> **Documento**:
===============

Não há dúvida de que estamos inseridos em um momento de grave instabilidade política no país. Nesse cenário caótico, cabe indagar qual o papel da magistratura na preservação do Estado Democrático de Direito.

A judicialização da política é curiosamente um fenômeno político, que surge não por vontade dos juízes e nem é exclusividade do Brasil, mas que decorre do funcionamento deficitário das instituições. É preciso, porém, não confundi-la com politização do Direito.

Diante de uma carta constitucional com tantas promessas descumpridas, a Justiça, por óbvio, não poderia permanecer distante dos debates sociais. A interpretação das leis incorporou-se à vida do cidadão de tal maneira que praticamente não há mais temas fora da pauta dos tribunais. Sem a condição de reis-filósofos que podem agir como um barco a vela sem timoneiro, é ampla e desafiadora a tarefa de encontrar a solução adequada para as mais variadas e complexas angústias humanas. Na contraface, surgem para os juízes enormes responsabilidades políticas, que se traduzem, muitas vezes, na crítica oriunda de uma sociedade plural.

===============

> **Tarefa proposta**: Transcreva do documento sobre o papel da magistratura o trecho que começa nas palavras "Não há dúvida" e para logo após "Democrático de Direito.". As linhas que vêm a seguir não são necessárias.

===============

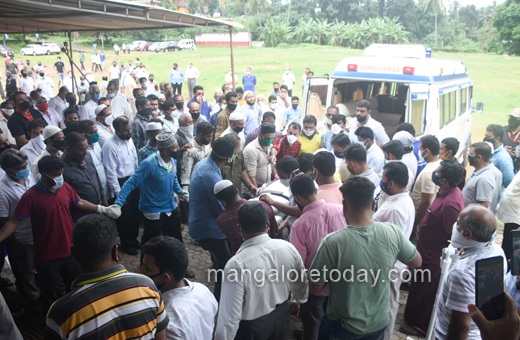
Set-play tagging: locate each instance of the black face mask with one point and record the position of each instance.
(471, 160)
(59, 144)
(146, 112)
(25, 105)
(361, 118)
(195, 115)
(513, 122)
(490, 140)
(5, 148)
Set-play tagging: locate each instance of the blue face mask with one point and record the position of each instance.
(22, 174)
(384, 187)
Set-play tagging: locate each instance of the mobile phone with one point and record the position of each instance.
(515, 252)
(490, 287)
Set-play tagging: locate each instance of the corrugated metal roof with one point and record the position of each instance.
(46, 16)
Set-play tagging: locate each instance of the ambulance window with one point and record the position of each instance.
(442, 110)
(453, 105)
(463, 100)
(417, 115)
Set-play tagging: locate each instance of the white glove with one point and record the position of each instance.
(185, 196)
(113, 211)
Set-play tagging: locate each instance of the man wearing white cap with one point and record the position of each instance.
(153, 128)
(104, 119)
(54, 140)
(157, 177)
(236, 127)
(408, 157)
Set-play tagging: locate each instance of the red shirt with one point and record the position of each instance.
(436, 227)
(228, 223)
(284, 149)
(50, 219)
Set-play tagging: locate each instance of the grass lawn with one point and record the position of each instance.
(495, 77)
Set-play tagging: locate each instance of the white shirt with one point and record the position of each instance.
(399, 210)
(411, 163)
(97, 157)
(192, 72)
(88, 111)
(323, 126)
(9, 197)
(26, 84)
(58, 105)
(46, 84)
(114, 72)
(248, 299)
(191, 310)
(376, 159)
(120, 161)
(240, 135)
(104, 133)
(288, 80)
(120, 107)
(508, 211)
(380, 136)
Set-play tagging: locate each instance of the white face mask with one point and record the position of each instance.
(8, 111)
(291, 139)
(460, 242)
(308, 133)
(336, 129)
(109, 120)
(187, 131)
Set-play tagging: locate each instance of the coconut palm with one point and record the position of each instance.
(438, 7)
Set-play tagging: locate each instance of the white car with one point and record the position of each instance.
(51, 48)
(136, 43)
(33, 49)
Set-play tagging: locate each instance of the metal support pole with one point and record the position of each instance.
(232, 57)
(71, 65)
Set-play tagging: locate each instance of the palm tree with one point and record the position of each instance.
(438, 8)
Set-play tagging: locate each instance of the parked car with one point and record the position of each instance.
(187, 44)
(144, 47)
(167, 46)
(153, 47)
(33, 49)
(51, 48)
(4, 52)
(134, 44)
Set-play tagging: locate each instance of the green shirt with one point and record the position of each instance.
(363, 304)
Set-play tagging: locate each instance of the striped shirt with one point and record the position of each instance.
(109, 304)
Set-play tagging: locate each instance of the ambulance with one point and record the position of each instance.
(403, 85)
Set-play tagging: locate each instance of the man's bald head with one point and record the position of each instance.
(477, 222)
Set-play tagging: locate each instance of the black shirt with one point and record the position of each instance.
(17, 123)
(59, 66)
(85, 181)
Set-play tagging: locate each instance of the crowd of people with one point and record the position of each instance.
(318, 220)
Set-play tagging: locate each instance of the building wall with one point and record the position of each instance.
(240, 39)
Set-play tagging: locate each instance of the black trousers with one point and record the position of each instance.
(177, 88)
(506, 241)
(168, 225)
(220, 254)
(273, 326)
(49, 271)
(128, 223)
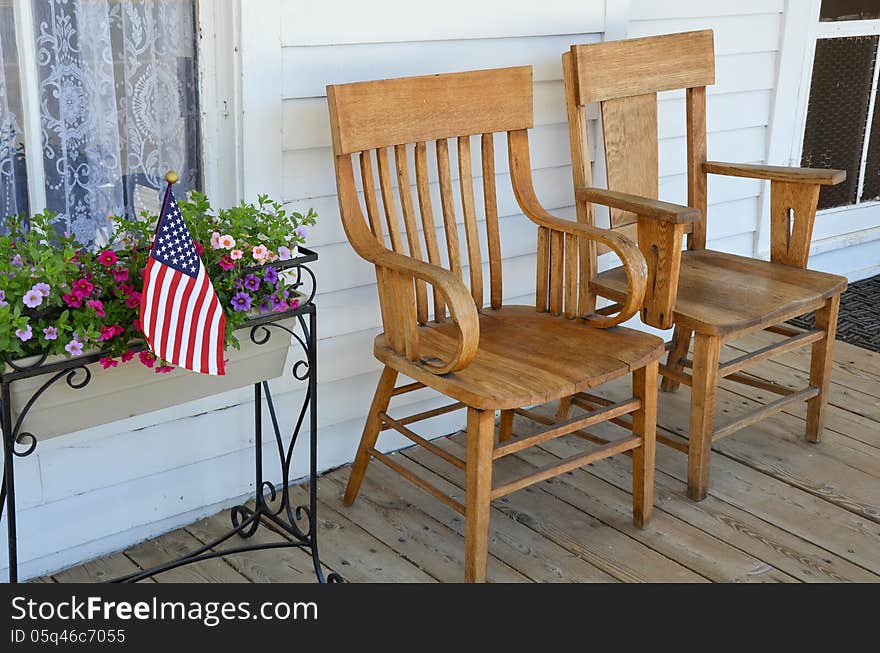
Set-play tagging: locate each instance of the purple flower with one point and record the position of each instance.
(278, 303)
(252, 282)
(32, 298)
(270, 275)
(74, 347)
(43, 288)
(25, 334)
(241, 302)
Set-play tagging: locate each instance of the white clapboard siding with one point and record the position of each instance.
(82, 496)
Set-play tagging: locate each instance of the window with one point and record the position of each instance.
(843, 117)
(110, 87)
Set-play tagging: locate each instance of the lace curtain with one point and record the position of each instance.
(118, 104)
(13, 180)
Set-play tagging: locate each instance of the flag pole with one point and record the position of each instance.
(171, 178)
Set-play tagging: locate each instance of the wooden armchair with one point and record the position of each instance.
(717, 297)
(484, 358)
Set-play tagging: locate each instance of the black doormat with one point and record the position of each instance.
(859, 321)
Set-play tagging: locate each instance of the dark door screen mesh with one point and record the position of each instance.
(837, 112)
(849, 9)
(871, 187)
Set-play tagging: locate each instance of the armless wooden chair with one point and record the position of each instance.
(717, 297)
(484, 358)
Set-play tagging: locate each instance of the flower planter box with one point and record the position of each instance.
(133, 389)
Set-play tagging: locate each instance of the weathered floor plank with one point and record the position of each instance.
(779, 509)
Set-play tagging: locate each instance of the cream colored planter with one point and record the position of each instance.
(132, 389)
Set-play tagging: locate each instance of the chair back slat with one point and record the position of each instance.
(412, 229)
(542, 283)
(695, 102)
(408, 114)
(624, 78)
(472, 237)
(557, 240)
(387, 189)
(490, 205)
(367, 115)
(429, 227)
(370, 199)
(447, 204)
(629, 125)
(616, 69)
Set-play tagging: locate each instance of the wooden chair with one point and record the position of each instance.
(717, 297)
(437, 331)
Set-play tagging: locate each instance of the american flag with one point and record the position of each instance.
(181, 316)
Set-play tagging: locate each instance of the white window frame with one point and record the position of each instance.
(218, 43)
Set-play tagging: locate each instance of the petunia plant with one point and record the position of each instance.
(58, 296)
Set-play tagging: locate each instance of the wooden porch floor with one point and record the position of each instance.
(779, 509)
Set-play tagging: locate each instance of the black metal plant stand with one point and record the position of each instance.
(272, 505)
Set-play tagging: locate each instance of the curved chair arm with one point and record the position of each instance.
(630, 256)
(821, 176)
(641, 206)
(395, 273)
(457, 297)
(794, 198)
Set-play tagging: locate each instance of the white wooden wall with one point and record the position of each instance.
(101, 490)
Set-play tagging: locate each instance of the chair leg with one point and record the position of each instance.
(505, 429)
(704, 381)
(820, 367)
(478, 491)
(564, 409)
(371, 433)
(644, 425)
(681, 342)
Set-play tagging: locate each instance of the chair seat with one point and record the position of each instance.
(720, 293)
(526, 358)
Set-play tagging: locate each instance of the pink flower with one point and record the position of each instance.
(98, 307)
(107, 258)
(110, 332)
(82, 288)
(260, 252)
(72, 300)
(108, 362)
(43, 288)
(25, 334)
(32, 298)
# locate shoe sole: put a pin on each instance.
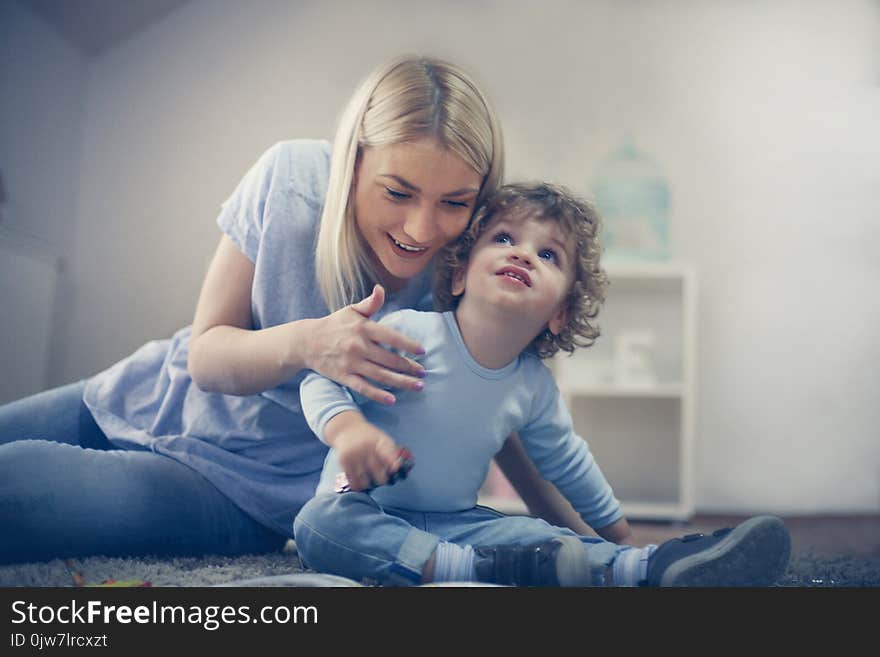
(572, 563)
(755, 553)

===============

> **Resposta escrita**:
Não há dúvida de que estamos inseridos em um momento de grave instabilidade política no país. Nesse cenário caótico, cabe indagar qual o papel da magistratura na preservação do Estado Democrático de Direito.